**ABOUT THIS TASK**
Please copy each line of the data that includes the string "player".

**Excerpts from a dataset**
-- Opening Marker --

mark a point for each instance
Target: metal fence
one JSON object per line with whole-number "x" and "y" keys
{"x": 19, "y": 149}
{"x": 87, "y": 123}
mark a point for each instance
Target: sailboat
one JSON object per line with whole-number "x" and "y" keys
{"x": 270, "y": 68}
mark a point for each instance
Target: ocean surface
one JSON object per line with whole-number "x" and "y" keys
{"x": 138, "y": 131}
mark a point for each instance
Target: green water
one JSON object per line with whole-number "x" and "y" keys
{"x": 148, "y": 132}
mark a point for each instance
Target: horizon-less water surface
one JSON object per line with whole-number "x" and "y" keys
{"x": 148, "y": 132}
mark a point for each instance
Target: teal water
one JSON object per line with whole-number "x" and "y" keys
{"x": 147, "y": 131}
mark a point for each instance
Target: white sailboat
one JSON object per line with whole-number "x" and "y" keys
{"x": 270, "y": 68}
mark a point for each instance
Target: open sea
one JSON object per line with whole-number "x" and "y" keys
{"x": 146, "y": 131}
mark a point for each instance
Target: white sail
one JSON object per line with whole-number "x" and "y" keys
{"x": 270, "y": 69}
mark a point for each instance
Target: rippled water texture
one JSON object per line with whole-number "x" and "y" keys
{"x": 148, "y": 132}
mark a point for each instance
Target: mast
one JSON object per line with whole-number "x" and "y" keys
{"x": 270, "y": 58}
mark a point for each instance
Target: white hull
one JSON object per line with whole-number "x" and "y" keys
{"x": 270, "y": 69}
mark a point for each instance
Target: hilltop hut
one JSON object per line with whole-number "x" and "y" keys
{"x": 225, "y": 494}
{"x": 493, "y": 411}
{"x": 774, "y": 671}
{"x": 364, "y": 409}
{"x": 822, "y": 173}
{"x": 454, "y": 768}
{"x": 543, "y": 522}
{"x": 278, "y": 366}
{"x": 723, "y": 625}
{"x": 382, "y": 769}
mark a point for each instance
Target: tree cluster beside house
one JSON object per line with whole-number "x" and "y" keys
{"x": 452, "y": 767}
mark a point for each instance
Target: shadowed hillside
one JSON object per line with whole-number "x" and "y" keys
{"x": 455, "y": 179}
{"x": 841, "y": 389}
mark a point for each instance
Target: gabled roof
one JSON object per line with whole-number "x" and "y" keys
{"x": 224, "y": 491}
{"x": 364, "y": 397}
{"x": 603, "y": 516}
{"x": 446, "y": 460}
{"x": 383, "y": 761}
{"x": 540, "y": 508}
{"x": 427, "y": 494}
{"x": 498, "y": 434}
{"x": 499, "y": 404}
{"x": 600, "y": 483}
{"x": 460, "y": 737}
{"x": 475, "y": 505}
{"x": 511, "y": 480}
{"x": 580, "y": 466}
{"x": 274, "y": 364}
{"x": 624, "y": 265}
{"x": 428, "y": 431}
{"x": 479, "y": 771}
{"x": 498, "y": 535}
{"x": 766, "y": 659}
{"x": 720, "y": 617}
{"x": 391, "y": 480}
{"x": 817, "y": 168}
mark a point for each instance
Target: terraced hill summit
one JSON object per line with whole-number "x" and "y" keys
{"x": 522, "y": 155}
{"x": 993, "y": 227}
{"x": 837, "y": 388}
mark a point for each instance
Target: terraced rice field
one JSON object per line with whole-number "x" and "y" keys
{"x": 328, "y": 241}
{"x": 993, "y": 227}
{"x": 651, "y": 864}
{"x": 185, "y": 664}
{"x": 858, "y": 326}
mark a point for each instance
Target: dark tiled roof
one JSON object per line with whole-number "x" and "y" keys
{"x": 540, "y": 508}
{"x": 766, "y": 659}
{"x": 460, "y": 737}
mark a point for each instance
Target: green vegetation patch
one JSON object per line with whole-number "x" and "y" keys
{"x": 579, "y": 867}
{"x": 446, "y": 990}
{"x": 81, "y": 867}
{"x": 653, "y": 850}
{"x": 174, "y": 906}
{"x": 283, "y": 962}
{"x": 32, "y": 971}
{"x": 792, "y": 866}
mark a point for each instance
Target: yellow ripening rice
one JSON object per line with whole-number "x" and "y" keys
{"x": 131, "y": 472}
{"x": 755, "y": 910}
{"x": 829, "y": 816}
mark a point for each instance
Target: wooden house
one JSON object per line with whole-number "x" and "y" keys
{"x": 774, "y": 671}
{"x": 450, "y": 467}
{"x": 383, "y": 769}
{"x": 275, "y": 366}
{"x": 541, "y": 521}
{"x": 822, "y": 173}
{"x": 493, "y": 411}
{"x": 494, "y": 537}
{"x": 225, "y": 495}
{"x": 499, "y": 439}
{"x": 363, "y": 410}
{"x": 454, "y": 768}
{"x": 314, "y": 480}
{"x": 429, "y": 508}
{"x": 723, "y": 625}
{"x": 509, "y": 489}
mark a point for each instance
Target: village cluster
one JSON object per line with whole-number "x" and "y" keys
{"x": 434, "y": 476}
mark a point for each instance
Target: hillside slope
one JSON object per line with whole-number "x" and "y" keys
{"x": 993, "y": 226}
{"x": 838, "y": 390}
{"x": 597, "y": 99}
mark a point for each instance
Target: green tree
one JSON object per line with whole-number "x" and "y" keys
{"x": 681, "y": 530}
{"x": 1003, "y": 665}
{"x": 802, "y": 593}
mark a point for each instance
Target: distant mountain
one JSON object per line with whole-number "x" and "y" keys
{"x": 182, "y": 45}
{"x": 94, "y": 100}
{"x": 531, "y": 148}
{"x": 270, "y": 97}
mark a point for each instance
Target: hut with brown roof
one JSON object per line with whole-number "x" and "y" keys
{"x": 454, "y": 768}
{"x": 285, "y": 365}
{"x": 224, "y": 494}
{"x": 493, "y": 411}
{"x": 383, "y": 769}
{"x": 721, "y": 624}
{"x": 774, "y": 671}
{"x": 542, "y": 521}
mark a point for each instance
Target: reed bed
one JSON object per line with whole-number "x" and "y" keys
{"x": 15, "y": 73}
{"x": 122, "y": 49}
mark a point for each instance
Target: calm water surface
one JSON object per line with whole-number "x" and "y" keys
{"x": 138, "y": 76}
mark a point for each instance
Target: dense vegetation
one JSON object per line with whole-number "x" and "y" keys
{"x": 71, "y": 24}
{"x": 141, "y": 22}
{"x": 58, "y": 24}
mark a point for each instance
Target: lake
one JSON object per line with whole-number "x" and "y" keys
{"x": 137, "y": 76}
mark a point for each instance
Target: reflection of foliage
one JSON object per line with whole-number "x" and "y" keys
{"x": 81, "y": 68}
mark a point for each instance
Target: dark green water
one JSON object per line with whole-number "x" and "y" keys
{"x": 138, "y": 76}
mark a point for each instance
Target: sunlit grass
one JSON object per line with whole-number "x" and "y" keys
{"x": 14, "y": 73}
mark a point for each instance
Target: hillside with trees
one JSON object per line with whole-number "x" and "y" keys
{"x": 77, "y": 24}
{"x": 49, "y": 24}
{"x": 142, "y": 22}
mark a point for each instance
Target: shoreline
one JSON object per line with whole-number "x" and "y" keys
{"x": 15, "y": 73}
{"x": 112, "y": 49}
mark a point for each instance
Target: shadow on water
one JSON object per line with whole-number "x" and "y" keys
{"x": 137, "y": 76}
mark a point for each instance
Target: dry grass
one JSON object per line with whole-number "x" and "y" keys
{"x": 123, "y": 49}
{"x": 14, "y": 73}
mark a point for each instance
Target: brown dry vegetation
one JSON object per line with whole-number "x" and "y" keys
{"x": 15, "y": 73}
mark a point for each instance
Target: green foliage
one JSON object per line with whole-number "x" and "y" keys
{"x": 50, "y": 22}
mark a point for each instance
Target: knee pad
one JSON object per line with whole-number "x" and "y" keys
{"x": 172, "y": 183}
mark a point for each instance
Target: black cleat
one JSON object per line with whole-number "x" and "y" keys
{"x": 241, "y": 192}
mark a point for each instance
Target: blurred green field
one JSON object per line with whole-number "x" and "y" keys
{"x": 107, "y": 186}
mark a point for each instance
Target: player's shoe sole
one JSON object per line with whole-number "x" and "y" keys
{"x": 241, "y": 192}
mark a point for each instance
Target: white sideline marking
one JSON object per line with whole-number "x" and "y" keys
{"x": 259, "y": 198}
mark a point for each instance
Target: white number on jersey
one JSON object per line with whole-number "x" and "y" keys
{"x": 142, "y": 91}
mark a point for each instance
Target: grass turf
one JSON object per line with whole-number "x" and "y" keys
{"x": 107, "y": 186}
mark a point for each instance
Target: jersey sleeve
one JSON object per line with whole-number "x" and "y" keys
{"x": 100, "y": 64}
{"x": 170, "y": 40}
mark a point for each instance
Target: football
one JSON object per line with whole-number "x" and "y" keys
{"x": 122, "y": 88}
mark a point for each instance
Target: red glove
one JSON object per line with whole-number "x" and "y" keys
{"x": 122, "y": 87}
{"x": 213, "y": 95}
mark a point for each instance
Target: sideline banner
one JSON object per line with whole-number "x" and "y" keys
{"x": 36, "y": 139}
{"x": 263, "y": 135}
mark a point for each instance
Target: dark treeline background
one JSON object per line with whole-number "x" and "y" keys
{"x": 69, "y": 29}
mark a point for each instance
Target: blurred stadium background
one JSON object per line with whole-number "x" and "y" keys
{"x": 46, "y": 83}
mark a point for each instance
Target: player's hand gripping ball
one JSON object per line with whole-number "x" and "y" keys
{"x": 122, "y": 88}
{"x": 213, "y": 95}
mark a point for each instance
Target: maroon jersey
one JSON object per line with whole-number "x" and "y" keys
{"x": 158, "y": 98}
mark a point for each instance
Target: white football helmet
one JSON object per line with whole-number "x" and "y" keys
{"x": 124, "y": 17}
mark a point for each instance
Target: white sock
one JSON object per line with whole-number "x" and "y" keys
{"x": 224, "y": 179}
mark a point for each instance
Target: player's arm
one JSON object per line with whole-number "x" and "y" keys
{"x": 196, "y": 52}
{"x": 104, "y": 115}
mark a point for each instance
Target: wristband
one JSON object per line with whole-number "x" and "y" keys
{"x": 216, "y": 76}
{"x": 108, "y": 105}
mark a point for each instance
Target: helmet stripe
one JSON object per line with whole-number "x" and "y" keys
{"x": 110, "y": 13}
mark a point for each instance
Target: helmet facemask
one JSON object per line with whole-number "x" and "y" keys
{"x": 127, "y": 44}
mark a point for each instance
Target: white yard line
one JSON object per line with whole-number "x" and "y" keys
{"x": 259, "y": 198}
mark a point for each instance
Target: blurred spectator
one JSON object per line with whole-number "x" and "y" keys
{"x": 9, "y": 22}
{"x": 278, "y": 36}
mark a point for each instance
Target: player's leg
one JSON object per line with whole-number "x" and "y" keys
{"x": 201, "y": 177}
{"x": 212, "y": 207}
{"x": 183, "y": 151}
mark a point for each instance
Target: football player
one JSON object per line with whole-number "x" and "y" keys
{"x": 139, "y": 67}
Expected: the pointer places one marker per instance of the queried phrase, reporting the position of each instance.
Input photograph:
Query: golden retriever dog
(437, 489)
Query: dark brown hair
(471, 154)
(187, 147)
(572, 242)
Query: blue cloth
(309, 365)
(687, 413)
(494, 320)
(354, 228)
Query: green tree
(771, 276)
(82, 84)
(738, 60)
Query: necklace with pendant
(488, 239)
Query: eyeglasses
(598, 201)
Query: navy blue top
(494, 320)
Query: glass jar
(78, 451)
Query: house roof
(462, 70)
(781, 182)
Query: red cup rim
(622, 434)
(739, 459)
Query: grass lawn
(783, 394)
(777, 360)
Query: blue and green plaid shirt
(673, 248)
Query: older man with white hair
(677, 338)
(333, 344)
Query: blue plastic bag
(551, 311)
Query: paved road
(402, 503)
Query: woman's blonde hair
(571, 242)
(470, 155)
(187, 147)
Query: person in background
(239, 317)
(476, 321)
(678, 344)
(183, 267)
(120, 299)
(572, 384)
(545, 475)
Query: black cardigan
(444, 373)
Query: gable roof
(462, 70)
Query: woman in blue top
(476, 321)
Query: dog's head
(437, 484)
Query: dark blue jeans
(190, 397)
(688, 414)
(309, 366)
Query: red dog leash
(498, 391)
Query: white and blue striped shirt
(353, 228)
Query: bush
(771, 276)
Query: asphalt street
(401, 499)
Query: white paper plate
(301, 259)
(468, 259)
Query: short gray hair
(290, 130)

-- Closing Marker --

**RESPONSE TO THE EXERCISE**
Target: player's shoe sole
Target: player's hand gripping ball
Target: player's arm
Target: player's leg
Target: football player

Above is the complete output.